++++ Data to examine
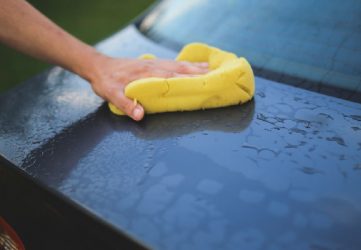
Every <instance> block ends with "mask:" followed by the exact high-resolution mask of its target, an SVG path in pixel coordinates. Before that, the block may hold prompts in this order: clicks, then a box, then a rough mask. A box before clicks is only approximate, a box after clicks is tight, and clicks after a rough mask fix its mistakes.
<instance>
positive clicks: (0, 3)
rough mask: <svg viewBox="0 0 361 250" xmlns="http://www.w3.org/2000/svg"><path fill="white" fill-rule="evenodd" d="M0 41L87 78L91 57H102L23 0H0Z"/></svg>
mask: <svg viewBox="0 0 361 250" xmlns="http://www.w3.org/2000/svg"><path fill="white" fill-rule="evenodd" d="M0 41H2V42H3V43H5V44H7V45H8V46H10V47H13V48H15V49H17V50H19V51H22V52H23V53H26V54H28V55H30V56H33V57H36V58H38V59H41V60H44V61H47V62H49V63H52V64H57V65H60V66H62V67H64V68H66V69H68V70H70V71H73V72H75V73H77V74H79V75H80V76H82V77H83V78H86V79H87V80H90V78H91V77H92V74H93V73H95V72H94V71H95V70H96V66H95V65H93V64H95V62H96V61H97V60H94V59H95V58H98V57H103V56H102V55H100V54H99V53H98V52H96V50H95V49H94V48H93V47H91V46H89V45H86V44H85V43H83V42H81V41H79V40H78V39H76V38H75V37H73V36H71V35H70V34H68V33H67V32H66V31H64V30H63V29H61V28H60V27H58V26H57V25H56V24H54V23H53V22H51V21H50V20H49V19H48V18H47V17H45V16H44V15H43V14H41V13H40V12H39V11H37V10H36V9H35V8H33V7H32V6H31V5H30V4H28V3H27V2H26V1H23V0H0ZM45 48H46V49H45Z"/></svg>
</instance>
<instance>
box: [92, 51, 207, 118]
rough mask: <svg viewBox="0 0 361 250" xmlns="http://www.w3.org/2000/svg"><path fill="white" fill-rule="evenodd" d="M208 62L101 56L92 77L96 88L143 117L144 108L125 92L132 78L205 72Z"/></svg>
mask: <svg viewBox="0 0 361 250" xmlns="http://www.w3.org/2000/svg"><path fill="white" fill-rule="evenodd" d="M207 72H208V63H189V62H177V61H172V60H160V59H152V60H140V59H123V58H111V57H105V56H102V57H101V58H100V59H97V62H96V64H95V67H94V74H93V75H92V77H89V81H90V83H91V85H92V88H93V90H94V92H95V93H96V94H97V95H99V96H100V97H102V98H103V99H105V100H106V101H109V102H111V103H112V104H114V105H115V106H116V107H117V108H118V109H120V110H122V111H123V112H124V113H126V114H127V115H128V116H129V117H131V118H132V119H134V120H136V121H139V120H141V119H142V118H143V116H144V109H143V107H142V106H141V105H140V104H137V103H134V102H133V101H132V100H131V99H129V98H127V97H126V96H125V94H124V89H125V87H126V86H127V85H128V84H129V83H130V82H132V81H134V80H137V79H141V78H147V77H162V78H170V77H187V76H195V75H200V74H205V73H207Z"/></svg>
++++++++
++++ Data to examine
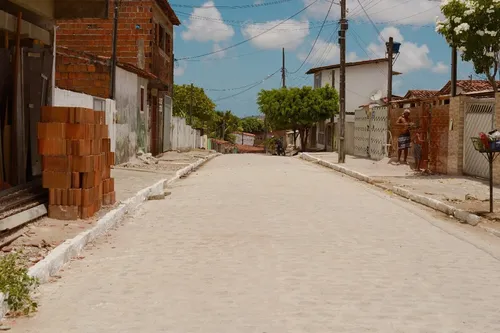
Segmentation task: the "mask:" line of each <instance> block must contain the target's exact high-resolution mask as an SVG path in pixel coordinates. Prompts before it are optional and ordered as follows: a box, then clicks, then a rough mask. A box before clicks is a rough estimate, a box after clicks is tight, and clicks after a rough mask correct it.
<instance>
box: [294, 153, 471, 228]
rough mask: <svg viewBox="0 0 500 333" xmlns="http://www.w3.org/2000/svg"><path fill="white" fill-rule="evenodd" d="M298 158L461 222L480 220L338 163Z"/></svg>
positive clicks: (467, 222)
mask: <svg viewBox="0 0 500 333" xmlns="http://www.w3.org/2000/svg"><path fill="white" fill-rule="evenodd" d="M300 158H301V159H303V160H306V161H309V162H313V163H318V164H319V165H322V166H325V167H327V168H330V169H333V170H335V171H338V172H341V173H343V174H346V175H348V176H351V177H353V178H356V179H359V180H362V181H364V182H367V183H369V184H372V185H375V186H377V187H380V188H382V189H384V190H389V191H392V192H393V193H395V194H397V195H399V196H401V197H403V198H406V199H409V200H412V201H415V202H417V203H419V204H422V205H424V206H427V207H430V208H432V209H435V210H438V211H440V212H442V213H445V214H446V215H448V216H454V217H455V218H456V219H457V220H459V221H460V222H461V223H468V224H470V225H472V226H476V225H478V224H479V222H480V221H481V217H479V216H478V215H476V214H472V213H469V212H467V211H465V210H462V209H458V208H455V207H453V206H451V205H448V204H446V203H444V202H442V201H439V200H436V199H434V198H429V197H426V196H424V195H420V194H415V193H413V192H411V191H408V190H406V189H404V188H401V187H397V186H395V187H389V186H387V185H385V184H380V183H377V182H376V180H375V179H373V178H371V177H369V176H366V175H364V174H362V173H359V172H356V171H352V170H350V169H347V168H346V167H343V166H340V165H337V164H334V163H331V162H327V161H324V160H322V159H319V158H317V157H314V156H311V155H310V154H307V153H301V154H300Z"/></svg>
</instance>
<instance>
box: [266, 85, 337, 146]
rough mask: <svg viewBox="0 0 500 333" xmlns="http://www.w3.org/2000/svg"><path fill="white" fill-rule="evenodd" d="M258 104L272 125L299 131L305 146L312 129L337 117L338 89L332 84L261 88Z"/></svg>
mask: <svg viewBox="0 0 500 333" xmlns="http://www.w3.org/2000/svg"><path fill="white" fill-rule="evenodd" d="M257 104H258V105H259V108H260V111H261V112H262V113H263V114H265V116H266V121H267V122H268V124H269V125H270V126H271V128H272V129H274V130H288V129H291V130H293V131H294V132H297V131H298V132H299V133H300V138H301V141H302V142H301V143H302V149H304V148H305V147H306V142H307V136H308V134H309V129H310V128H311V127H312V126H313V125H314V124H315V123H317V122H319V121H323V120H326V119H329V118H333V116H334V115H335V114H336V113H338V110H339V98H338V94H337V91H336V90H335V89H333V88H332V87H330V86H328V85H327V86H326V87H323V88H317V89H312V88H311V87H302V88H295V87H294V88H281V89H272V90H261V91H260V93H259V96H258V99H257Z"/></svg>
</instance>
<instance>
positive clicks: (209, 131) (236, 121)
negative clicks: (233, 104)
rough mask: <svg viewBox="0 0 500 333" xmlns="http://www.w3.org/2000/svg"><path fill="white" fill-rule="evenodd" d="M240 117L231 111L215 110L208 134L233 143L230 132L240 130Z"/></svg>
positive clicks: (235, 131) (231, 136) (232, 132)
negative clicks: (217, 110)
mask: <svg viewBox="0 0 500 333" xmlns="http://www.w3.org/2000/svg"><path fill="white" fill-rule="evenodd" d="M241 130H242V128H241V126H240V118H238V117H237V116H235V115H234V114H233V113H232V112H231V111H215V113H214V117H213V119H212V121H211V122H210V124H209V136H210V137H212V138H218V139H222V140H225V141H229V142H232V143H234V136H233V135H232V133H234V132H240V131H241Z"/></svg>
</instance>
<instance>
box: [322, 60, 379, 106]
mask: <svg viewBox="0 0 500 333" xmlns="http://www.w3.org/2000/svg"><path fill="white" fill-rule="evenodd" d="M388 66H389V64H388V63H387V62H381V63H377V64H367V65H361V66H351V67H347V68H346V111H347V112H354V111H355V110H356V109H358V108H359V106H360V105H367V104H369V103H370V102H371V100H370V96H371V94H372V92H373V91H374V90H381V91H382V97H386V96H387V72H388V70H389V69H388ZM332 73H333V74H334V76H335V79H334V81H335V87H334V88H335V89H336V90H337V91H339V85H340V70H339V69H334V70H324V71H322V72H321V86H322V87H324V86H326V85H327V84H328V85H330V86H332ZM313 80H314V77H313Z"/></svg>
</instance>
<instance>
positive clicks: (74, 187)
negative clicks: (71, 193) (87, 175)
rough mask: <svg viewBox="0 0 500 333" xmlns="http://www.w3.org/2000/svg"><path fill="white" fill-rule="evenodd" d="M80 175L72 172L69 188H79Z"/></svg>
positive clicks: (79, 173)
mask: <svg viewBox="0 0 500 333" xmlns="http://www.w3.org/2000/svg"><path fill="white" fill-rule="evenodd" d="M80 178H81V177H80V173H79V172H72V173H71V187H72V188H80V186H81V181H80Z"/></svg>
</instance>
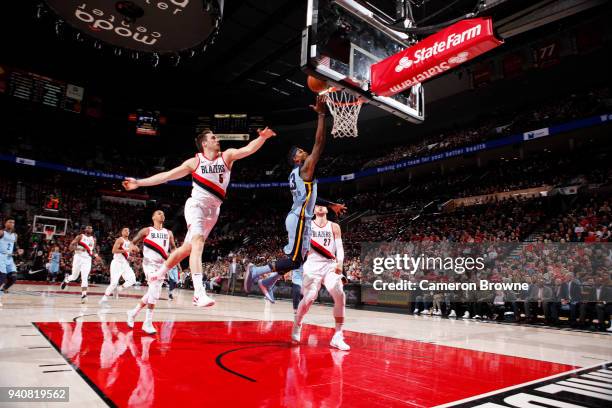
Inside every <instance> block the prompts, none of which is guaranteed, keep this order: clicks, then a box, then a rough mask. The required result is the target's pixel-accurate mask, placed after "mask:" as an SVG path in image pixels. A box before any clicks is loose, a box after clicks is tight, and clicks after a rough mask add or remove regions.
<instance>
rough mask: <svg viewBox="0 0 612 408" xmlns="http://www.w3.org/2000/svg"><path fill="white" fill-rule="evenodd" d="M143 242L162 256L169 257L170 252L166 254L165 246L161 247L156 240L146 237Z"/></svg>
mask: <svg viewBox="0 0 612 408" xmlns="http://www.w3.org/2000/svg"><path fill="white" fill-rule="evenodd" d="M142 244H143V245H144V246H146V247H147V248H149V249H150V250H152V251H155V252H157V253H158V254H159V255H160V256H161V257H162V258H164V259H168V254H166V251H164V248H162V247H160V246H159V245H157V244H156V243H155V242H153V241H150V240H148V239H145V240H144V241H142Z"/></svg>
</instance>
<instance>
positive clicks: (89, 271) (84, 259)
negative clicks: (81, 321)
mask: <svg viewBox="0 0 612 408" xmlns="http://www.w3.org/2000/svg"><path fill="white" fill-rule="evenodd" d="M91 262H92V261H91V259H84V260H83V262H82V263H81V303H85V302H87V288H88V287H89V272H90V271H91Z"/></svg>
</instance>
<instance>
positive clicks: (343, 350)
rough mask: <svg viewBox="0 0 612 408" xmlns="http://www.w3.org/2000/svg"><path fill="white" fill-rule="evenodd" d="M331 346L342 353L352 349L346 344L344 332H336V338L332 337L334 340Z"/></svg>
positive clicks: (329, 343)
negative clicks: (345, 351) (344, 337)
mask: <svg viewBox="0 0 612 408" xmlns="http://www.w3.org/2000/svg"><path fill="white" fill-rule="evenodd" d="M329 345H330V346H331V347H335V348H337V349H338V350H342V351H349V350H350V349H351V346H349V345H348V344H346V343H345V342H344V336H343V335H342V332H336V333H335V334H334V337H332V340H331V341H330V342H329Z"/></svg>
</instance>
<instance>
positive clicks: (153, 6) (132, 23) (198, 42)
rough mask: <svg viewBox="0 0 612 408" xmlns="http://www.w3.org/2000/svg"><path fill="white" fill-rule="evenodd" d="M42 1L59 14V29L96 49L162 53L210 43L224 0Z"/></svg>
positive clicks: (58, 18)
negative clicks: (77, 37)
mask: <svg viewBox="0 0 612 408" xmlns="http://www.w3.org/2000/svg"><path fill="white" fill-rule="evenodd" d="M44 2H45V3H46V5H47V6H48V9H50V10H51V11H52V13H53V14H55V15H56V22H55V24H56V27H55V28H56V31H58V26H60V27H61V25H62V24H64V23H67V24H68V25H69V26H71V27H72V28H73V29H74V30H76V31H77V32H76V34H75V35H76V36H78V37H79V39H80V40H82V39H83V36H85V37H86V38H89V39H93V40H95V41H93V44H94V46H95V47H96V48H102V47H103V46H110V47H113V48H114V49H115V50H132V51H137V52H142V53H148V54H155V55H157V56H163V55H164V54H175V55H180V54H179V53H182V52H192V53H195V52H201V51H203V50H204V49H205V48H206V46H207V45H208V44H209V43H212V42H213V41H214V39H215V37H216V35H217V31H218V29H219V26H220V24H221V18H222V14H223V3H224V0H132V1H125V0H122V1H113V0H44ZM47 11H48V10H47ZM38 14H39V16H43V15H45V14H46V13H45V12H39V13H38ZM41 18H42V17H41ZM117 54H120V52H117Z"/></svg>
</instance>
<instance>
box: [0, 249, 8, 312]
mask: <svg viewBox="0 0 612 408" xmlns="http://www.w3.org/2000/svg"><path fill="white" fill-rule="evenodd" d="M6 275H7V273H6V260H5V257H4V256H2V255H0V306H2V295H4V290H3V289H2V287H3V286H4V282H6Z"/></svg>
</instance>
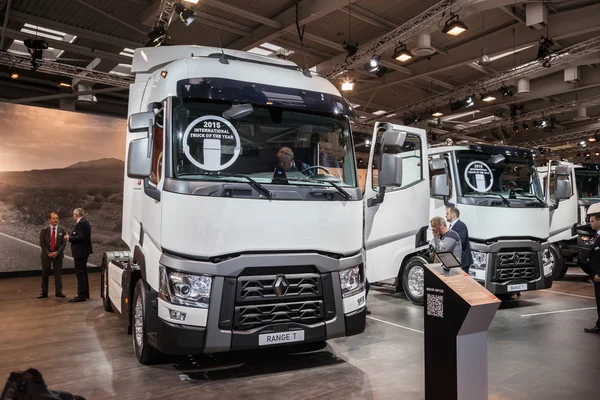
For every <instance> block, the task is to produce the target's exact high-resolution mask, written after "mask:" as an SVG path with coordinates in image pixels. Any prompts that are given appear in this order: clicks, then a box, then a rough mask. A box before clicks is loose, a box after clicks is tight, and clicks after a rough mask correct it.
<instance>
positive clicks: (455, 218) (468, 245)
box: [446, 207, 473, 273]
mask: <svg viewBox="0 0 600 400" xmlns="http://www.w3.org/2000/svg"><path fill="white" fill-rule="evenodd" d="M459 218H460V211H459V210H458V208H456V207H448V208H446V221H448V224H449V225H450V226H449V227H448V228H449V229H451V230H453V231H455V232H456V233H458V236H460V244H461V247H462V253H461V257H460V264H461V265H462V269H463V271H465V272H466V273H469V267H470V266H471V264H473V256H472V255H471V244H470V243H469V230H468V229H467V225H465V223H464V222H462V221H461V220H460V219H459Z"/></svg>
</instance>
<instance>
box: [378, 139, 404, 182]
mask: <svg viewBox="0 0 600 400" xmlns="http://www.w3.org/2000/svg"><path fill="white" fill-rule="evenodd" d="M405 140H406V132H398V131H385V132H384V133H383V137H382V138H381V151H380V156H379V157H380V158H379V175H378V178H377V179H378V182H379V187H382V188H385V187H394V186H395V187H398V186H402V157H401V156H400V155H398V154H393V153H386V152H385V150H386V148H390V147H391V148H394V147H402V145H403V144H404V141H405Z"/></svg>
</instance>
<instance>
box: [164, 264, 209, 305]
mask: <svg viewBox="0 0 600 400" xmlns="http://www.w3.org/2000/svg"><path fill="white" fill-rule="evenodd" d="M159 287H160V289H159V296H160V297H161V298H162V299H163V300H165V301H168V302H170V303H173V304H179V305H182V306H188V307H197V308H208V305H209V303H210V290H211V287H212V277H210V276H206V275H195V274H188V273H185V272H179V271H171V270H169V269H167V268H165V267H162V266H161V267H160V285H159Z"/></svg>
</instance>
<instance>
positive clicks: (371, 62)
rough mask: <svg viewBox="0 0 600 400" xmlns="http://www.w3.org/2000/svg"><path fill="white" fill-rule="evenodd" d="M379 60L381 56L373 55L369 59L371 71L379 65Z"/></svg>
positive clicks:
++++++++
Prompt: Please return, word for word, the stretch of the data above from the line that contains "Every <instance> block ends" through the line that contains "41L87 78L91 57H102L23", including both of those lines.

Response box:
Every <instance> block ends with "mask:" followed by the exact high-resolution mask of its target, an SVG path in pixel coordinates. Before that, the block may hold prompts in this order: clicks, then a box, then a rough mask. A box before clicks is only approximate, a box after clicks is tight, and clicks after a rough mask fix its mistakes.
<instance>
positive clicks: (0, 3)
rough mask: <svg viewBox="0 0 361 250" xmlns="http://www.w3.org/2000/svg"><path fill="white" fill-rule="evenodd" d="M0 41L87 78L91 57H102L23 0H0Z"/></svg>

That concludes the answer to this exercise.